Extracted text:
In [None]:
from huggingface_hub import notebook_login
notebook_login()

In [None]:
import json
import torch
import torch.nn as nn
import torch.nn.functional as F
from torch.utils.data import Dataset, DataLoader
from transformers import (
    AutoModelForCausalLM,
    AutoTokenizer,
    BitsAndBytesConfig,
    AdamW
)
from peft import prepare_model_for_kbit_training, LoraConfig, get_peft_model
from sklearn.metrics import precision_score, recall_score, f1_score
import numpy as np
from sklearn.preprocessing import MultiLabelBinarizer
import os
from typing import Dict

# Configuration for models
MODEL_CONFIGS = {
    "mistral-7b": {
        "name": "mistralai/Mistral-7B-v0.1",
        "quantize": True,
        "max_length": 1024,
        "batch_size": 2
    }
}

class MistralForMultiLabelClassification(nn.Module):
    def __init__(self, model_name, num_labels, quantize_config=None):
        super().__init__()
        # Load base model
        self.model = AutoModelForCausalLM.from_pretrained(  # FIXED THIS LINE
            model_name,
            quantization_config=quantize_config,
            device_map="auto",
            token=os.environ.get("HF_TOKEN")
        )  # ADDED MISSING PARENTHESIS HERE

        # Get device from base model
        self.device = next(self.model.parameters()).device

        # Add classification head on the same device
        self.classifier = nn.Linear(
            self.model.config.hidden_size,
            num_labels
        ).to(self.device)

        if quantize_config:
            self.model = prepare_model_for_kbit_training(self.model)

        # Add LoRA adapters
        peft_config = LoraConfig(
            r=8,
            lora_alpha=16,
            target_modules=["q_proj", "v_proj"],
            lora_dropout=0.05,
            bias="none",
            task_type="CAUSAL_LM"
        )
        self.model = get_peft_model(self.model, peft_config)

    def forward(self, input_ids, attention_mask):
        # Move inputs to model's device
        input_ids = input_ids.to(self.device)
        attention_mask = attention_mask.to(self.device)

        outputs = self.model(
            input_ids=input_ids,
            attention_mask=attention_mask,
            output_hidden_states=True
        )
        hidden_states = outputs.hidden_states[-1]
        pooled = hidden_states[:, 0]
        return self.classifier(pooled)

class PropagandaDataset(Dataset):
    def __init__(self, encodings, labels):
        self.encodings = encodings
        self.labels = torch.tensor(labels, dtype=torch.float)

    def __len__(self):
        return len(self.labels)

    def __getitem__(self, idx):
        return {
            'input_ids': self.encodings['input_ids'][idx],
            'attention_mask': self.encodings['attention_mask'][idx],
            'labels': self.labels[idx]
        }

class FocalLoss(nn.Module):
    def __init__(self, alpha=0.25, gamma=2):
        super().__init__()

Material provided:
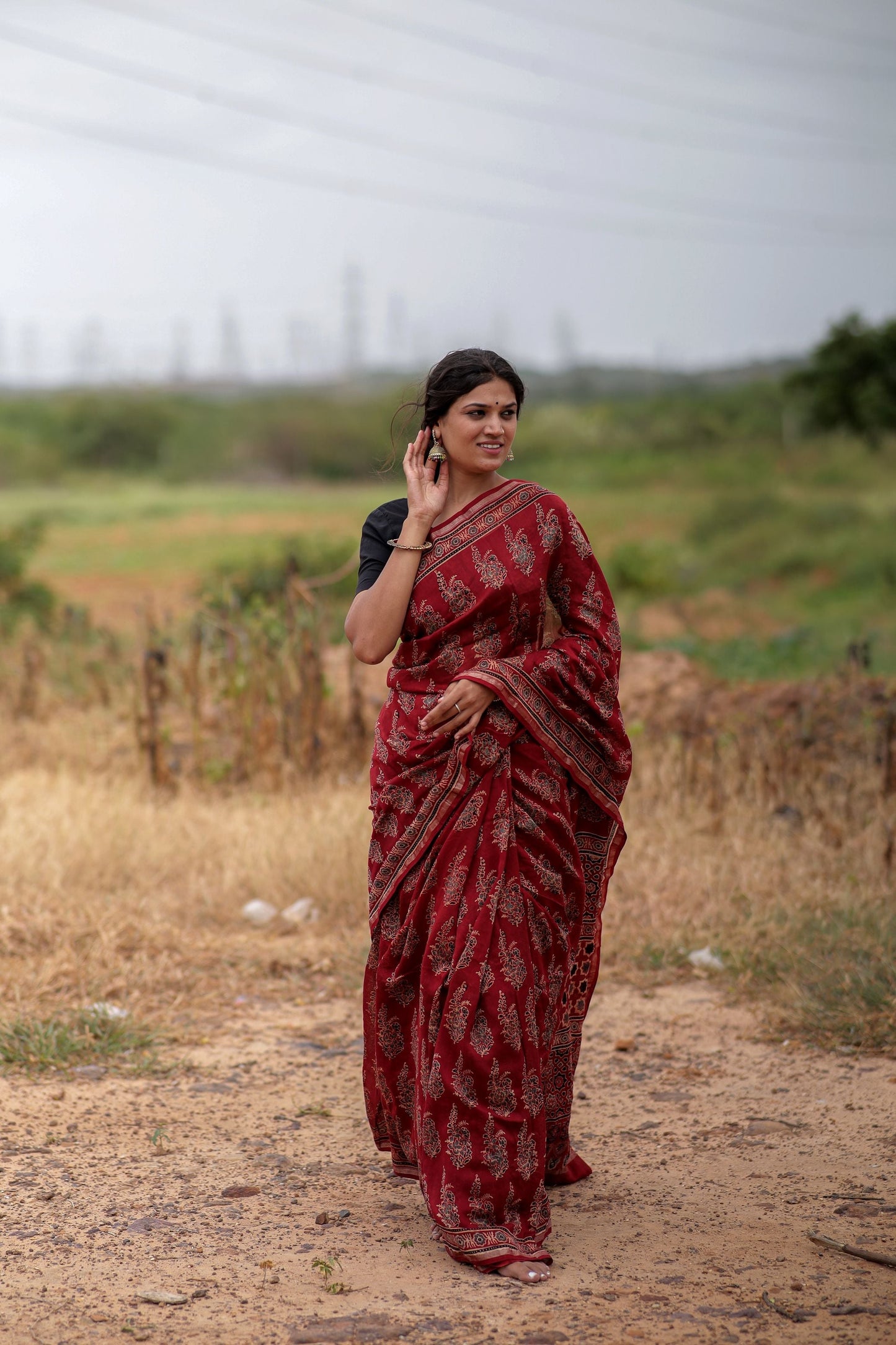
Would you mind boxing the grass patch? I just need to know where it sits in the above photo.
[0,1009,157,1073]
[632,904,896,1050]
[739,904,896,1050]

The tasks:
1. In the notebook code, what value is given to r in the LoRA configuration?
2. Transcribe the notebook code from "# Add classification" to "self.model = prepare_model_for_kbit_training(self.model)".
The material above is separate from the notebook code and unrelated to it.

Written responses:
1. 8

2.
# Add classification head on the same device
        self.classifier = nn.Linear(
            self.model.config.hidden_size,
            num_labels
        ).to(self.device)

        if quantize_config:
            self.model = prepare_model_for_kbit_training(self.model)